◆ Short task: Start at the line containing "The pointer SHOULD provide one marker per instance of the yellow" and transcribe every line exactly through the end of the records below, and only those lines.

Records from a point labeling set
▬▬▬▬▬▬▬▬▬▬

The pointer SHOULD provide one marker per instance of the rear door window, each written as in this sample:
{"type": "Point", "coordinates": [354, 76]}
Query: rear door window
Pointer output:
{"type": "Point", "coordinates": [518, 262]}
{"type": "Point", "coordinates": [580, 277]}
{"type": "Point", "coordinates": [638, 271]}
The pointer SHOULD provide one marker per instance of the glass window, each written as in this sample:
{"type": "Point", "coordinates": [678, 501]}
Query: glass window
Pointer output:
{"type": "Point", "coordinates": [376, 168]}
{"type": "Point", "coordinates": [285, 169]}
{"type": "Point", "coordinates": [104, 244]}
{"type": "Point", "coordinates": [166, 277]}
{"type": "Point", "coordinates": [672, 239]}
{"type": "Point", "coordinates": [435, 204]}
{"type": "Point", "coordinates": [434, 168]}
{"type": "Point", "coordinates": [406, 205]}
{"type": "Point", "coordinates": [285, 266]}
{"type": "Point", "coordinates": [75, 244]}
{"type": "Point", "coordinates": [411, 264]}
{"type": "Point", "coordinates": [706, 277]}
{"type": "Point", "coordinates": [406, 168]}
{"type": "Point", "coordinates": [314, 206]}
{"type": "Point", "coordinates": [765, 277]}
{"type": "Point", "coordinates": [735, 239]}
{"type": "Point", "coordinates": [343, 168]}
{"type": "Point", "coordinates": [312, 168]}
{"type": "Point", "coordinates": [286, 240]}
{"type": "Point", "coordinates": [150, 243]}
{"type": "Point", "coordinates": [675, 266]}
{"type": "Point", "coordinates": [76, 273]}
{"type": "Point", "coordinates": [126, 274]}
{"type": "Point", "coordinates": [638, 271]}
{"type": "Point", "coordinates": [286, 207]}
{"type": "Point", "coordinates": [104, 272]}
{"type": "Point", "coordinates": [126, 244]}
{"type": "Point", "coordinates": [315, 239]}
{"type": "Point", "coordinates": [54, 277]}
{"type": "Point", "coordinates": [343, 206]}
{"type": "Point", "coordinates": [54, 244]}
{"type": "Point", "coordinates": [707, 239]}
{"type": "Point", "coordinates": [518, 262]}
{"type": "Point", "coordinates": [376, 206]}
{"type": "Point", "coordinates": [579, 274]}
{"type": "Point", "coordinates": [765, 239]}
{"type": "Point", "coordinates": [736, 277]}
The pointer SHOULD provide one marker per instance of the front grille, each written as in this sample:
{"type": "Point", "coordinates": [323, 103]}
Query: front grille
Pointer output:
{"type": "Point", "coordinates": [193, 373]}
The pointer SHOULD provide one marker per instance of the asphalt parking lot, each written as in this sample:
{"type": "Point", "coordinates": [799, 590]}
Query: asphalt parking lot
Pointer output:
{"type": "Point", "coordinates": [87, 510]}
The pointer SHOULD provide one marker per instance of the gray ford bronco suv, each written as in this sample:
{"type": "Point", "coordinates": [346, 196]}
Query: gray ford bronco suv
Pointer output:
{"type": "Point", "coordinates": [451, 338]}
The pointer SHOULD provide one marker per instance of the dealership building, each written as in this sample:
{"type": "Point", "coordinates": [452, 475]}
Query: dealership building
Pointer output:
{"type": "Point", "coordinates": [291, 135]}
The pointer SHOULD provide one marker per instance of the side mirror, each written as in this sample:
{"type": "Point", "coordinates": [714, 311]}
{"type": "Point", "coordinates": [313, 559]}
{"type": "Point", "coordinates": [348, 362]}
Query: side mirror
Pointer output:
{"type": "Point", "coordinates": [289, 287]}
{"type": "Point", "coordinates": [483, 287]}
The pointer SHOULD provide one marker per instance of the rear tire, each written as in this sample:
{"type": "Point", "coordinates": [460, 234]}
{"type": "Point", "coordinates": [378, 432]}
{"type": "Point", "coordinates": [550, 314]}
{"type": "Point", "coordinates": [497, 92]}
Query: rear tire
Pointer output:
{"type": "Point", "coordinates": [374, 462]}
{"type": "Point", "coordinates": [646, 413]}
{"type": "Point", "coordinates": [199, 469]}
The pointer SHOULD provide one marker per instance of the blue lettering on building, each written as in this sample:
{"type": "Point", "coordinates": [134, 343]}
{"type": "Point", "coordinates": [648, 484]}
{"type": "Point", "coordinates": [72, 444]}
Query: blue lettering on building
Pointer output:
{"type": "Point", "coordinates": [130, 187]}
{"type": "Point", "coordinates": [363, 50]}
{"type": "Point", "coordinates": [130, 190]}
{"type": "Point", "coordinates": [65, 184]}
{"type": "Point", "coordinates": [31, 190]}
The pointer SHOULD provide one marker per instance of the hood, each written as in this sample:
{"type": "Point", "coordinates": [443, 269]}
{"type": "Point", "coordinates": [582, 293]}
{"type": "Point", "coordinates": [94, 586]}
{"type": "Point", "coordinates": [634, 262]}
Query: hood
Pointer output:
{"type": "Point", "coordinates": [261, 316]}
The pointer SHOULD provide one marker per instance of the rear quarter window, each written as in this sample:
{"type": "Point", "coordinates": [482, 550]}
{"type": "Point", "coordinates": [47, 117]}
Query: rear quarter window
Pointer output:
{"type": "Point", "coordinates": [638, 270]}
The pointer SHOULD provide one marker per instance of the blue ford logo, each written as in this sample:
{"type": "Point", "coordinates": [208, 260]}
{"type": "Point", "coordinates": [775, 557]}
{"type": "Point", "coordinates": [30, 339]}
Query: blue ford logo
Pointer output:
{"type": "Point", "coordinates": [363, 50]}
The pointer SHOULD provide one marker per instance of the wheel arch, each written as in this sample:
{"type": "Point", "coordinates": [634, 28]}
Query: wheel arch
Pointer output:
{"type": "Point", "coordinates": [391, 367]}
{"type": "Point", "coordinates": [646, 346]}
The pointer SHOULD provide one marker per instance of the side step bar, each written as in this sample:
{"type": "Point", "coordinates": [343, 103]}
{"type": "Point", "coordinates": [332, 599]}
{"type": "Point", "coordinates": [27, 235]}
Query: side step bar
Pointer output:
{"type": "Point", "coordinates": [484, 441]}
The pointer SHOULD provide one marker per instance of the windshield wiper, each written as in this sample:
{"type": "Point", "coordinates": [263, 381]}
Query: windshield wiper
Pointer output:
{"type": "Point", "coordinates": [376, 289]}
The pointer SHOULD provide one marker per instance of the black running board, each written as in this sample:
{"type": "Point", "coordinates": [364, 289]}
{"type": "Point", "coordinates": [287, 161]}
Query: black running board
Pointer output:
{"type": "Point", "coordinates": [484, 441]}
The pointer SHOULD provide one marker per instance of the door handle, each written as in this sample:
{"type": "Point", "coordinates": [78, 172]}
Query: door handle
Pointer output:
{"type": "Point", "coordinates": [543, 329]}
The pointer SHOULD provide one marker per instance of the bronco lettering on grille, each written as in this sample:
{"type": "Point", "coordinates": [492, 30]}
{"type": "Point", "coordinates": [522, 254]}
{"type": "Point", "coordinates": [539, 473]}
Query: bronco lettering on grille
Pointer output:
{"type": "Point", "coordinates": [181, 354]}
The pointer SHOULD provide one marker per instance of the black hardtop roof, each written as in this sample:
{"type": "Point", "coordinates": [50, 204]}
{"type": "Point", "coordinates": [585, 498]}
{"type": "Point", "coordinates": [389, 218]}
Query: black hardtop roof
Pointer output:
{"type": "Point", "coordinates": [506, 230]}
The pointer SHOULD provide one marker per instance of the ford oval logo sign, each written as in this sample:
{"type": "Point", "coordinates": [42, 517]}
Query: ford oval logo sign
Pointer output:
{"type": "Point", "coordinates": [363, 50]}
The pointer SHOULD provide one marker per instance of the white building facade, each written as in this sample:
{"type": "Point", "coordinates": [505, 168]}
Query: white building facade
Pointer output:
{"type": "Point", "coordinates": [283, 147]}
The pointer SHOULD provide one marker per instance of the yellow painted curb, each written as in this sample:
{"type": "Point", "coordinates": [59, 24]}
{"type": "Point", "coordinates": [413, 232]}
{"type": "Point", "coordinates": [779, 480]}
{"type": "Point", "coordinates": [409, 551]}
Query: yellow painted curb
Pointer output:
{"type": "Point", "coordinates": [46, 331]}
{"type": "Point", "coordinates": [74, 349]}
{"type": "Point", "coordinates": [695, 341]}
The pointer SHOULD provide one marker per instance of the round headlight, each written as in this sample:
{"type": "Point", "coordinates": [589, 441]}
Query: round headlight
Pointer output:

▬▬▬▬▬▬▬▬▬▬

◆ Written response:
The pointer SHOULD provide one marker per instance of the yellow painted curb, each written as in this sample:
{"type": "Point", "coordinates": [59, 24]}
{"type": "Point", "coordinates": [413, 232]}
{"type": "Point", "coordinates": [779, 480]}
{"type": "Point", "coordinates": [409, 551]}
Query: yellow painted curb
Pointer output:
{"type": "Point", "coordinates": [46, 331]}
{"type": "Point", "coordinates": [74, 349]}
{"type": "Point", "coordinates": [695, 341]}
The pointer SHOULD provide one marker per instance of the round headlight, each written as in this sample:
{"type": "Point", "coordinates": [589, 441]}
Query: round headlight
Pointer output:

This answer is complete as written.